*Your goal:* Please restate each entry that appears below word for word, without its pictures.

################

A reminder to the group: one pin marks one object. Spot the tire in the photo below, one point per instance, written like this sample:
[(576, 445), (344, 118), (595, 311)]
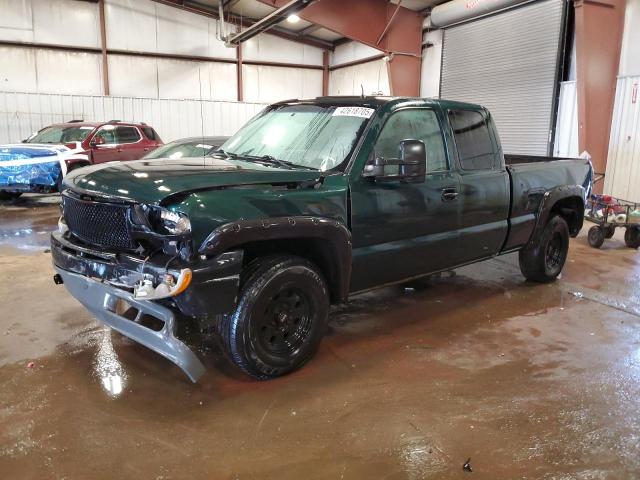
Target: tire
[(4, 195), (596, 236), (280, 319), (610, 231), (632, 237), (543, 261)]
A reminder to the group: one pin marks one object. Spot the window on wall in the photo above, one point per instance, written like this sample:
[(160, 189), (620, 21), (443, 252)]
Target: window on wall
[(473, 140), (416, 124)]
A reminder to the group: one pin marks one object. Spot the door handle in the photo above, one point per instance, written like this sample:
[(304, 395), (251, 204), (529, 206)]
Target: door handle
[(449, 194)]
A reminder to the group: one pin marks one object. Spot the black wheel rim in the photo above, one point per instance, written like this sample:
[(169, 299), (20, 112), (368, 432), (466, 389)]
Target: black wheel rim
[(286, 323), (554, 251)]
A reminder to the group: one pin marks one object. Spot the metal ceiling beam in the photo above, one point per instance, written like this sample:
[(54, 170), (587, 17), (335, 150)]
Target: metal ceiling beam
[(370, 21), (268, 22), (244, 22)]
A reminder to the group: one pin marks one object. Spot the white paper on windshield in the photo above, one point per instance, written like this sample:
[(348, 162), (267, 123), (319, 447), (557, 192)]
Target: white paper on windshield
[(362, 112)]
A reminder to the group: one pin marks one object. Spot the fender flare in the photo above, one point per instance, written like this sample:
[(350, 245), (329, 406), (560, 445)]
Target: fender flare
[(549, 199), (333, 232)]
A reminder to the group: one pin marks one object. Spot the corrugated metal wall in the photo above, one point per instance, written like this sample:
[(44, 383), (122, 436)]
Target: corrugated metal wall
[(507, 62), (144, 26), (622, 177), (566, 141), (24, 113)]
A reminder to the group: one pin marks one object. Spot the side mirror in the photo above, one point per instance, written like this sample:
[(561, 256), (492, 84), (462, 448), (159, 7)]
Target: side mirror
[(97, 140), (411, 166)]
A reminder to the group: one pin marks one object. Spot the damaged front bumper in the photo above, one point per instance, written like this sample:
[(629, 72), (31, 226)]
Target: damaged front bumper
[(103, 282)]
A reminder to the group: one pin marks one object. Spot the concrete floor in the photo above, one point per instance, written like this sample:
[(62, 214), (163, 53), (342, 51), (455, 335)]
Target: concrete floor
[(529, 381)]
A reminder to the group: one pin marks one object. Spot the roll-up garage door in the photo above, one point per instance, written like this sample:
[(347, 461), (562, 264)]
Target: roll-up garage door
[(508, 63)]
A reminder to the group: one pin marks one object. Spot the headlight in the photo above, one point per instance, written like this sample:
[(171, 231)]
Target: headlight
[(173, 222), (164, 221)]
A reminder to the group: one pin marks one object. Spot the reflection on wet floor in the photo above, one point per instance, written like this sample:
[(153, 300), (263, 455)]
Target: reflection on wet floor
[(26, 223), (529, 381)]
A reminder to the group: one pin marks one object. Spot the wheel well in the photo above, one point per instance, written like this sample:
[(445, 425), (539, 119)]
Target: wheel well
[(317, 250), (572, 210)]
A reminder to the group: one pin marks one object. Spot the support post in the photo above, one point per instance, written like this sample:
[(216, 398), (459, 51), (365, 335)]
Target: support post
[(239, 73), (103, 44), (325, 73), (599, 26)]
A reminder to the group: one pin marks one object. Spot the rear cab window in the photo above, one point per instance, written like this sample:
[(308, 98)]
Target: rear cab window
[(473, 139), (126, 134), (150, 133)]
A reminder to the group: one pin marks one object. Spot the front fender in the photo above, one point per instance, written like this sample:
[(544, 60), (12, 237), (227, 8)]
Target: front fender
[(335, 235)]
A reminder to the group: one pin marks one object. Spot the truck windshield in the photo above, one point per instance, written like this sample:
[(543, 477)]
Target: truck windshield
[(61, 134), (310, 136)]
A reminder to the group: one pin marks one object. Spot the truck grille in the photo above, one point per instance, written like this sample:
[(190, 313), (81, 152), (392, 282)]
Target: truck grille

################

*Response below:*
A reminder to the group: one pin marks one object. Spot the tire in the photo below, one point per instance, written like this sample:
[(576, 445), (344, 118), (595, 311)]
Target: tire
[(4, 195), (596, 236), (280, 319), (610, 231), (632, 237), (543, 261)]
A reminder to the group: one pin marks one object. Spot the window on wall in the photo above, one point per instance, written like this sample:
[(160, 189), (620, 21), (443, 252)]
Target: window on wall
[(473, 140), (416, 124)]
A reminder to the group: one pin marks one object. Spot the door handle in the photo above, one point per instance, written like this sample:
[(304, 395), (251, 204), (529, 206)]
Target: door handle
[(449, 194)]
A reminder to the group: one pin marks one object. Spot the black wheel rim in the photo above, one point per instance, written like this sample:
[(169, 299), (20, 112), (368, 432), (466, 389)]
Target: black wheel rim
[(286, 323), (554, 251)]
A reminder to the group: one pin marks one object. Spot the metal ceiling beam in the photo above, one point per instance, written like this sample:
[(54, 170), (587, 17), (335, 150)]
Target: metal ceiling beam
[(370, 21), (268, 22), (244, 22)]
A reminder to the group: one pin marks one object. Spot the white paper on windshield in the photo above, one point per instance, written like this sample:
[(348, 162), (267, 123), (319, 447), (557, 192)]
Target: white paper on windshield
[(362, 112)]
A reminder to the group: one pin marks one object. Spot the fender flare in the photo above, one point per instance, written like this sample:
[(350, 245), (329, 406), (560, 445)]
Target: fender flare
[(549, 199), (333, 232)]
A reminder to the group: one pin marks one object. Spot the corrugated metal wall in the photo above, one point per instance, written like this sample:
[(44, 383), (122, 436)]
Target: corrugated metal wall
[(507, 62), (144, 26), (622, 177), (566, 141), (24, 113)]
A reminder to the group: one pin marks one object. Spot the side mirror in the photo above, one point per instance, written like this sample:
[(561, 256), (492, 84), (462, 448), (159, 7)]
Target: side mirror
[(97, 140), (411, 166)]
A reminder to the group: one pin marks one object. Spot the damaged front bumper in the photo above, one point per instance, written like this sample:
[(629, 72), (31, 226)]
Target: damaged front bumper
[(103, 282)]
A reminder to the group: one pin marks one object. Spot the concrete floor in the photo above, one point per instance, written like this sample:
[(62, 214), (163, 53), (342, 51), (455, 335)]
Target: concrete floor
[(529, 381)]
A reminder to the group: one pin marks one object. Spot the roll-up garage door in the photo above, one point per instance, written like this sample:
[(347, 461), (562, 264)]
Target: roll-up garage door
[(508, 63)]
A reminder to the group: one pin marks one object. Spot the headlight in the photo above, one point per instance, written like this sample:
[(171, 231)]
Target: headlight
[(173, 222), (164, 221)]
A reminder to the group: one pin marks one object. Spot the reflection on wet floor in the photo above, one point per instance, written like this sample:
[(153, 300), (263, 455)]
Target: reflection on wet floor
[(26, 223), (529, 381)]
A reminder to the group: one pin marks one object. Spot the wheel well in the photo above, one point per instance, written like this sample:
[(445, 425), (539, 119)]
Target: wheel well
[(317, 250), (572, 210)]
A reminder to the group: one pin marks one object. Spot the support post in the photo above, one point per instance, written like this sample:
[(216, 398), (459, 51), (365, 335)]
Target: support post
[(239, 73), (103, 44), (325, 73), (599, 26)]
A reminder to the group: one pin marks one object. Spot the rear cab window in the photo above, one point per instance, written like this sample:
[(308, 98)]
Target: rear cab window
[(473, 139), (126, 134), (150, 133)]
A reminder to the group: one pin marks one object. Spot the front fender in the photo above, one point per instance, written like this sample:
[(544, 60), (12, 237), (227, 8)]
Target: front fender
[(335, 235)]
A reminder to the group: one pin marks one object. Spot the truck windshield in the photo above, one point per instance, written like this sample:
[(543, 477)]
Target: truck windshield
[(61, 134), (310, 136)]
A reminder to the group: one pin marks one object. Spot the truck grille in the photo above, one point per instance, written like this sample:
[(190, 313), (81, 152), (392, 282)]
Target: truck grille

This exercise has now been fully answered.